§ What to do: Rewrite everything from the start of the material down to the line containing "27 80 L 17 80", both ends included, keeping every line. In the traced path outlines only, multiply each coordinate by 1.45 and round to the nearest whole number, with halves rounded up.

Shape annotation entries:

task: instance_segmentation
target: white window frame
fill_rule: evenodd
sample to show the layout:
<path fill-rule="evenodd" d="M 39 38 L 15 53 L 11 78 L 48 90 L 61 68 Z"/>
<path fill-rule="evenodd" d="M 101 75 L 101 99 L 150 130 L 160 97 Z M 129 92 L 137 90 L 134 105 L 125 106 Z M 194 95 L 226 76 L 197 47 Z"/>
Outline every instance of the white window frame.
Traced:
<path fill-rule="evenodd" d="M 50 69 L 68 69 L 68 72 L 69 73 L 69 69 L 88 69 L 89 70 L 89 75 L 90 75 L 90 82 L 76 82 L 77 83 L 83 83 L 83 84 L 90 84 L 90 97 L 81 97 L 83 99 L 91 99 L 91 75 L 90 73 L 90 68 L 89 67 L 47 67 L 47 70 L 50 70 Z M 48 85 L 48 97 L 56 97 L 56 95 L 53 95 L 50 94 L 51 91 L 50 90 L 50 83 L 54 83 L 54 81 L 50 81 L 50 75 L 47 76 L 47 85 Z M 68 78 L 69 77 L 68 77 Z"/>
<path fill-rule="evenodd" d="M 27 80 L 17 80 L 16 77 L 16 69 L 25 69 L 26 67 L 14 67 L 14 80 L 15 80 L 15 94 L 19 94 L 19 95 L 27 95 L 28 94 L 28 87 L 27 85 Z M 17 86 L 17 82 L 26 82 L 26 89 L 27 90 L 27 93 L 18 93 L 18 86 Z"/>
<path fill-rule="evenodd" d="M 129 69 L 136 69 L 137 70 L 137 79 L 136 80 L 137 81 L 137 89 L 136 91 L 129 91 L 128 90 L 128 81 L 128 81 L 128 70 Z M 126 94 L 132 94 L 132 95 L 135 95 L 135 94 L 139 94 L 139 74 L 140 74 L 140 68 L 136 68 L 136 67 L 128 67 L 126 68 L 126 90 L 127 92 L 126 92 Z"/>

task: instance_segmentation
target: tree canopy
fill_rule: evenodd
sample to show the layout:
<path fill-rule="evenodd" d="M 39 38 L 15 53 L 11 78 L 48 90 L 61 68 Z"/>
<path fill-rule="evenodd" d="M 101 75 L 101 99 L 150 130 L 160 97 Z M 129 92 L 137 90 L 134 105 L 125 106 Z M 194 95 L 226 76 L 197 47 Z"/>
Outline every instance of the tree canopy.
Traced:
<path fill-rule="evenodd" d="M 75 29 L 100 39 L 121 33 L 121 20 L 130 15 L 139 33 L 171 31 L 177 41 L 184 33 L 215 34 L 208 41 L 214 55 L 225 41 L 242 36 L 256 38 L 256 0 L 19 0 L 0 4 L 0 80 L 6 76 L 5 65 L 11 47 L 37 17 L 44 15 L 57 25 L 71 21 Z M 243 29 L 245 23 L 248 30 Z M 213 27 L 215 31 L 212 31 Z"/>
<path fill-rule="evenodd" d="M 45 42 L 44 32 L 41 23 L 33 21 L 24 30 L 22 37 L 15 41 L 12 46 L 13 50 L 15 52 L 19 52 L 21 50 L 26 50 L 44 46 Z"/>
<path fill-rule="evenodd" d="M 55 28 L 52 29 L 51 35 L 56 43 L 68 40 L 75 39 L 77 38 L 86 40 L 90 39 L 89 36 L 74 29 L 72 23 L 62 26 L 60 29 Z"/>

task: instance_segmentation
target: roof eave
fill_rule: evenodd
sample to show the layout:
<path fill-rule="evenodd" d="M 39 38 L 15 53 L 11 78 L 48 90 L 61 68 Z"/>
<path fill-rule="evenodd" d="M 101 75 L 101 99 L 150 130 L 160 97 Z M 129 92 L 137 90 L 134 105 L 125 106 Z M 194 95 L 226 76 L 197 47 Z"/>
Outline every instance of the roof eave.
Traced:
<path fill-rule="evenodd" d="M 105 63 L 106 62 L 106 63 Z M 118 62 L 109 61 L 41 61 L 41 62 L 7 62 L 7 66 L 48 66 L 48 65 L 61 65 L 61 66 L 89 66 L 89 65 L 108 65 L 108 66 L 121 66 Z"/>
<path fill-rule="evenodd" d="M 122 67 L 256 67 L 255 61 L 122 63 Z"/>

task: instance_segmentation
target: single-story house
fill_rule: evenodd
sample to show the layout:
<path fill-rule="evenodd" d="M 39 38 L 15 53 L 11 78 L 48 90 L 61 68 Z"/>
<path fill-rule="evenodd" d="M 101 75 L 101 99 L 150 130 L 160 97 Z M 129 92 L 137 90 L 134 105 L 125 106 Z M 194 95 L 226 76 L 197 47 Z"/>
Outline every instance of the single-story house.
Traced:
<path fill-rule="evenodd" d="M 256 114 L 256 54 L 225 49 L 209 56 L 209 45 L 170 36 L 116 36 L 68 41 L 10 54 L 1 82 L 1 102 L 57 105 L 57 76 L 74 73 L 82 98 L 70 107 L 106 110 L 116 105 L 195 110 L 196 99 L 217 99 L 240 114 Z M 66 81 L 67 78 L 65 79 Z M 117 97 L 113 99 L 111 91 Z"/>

§ Solution for this exercise:
task: instance_segmentation
target: white window frame
fill_rule: evenodd
sample to show the layout:
<path fill-rule="evenodd" d="M 39 38 L 15 53 L 11 78 L 48 90 L 61 68 Z"/>
<path fill-rule="evenodd" d="M 101 75 L 101 99 L 150 130 L 160 97 Z M 129 92 L 137 90 L 134 105 L 125 106 Z M 194 95 L 226 76 L 197 47 Z"/>
Outline every instance of the white window frame.
Traced:
<path fill-rule="evenodd" d="M 73 100 L 99 100 L 99 104 L 100 106 L 100 100 L 128 100 L 129 102 L 129 109 L 131 109 L 131 119 L 110 119 L 112 120 L 120 120 L 120 122 L 131 122 L 131 141 L 117 141 L 120 144 L 132 144 L 132 109 L 131 106 L 131 99 L 129 97 L 68 97 L 68 102 L 73 102 Z M 70 123 L 70 141 L 81 141 L 81 138 L 77 138 L 73 136 L 74 132 L 73 131 L 73 120 L 78 120 L 78 117 L 73 117 L 73 109 L 68 110 L 68 123 Z M 99 113 L 100 112 L 99 112 Z"/>
<path fill-rule="evenodd" d="M 39 116 L 25 116 L 23 112 L 23 100 L 36 100 L 38 97 L 20 97 L 20 116 L 22 116 L 22 136 L 28 136 L 28 138 L 39 138 L 41 136 L 41 126 L 39 123 Z M 25 125 L 25 119 L 38 119 L 38 129 L 39 131 L 39 135 L 26 135 L 26 125 Z"/>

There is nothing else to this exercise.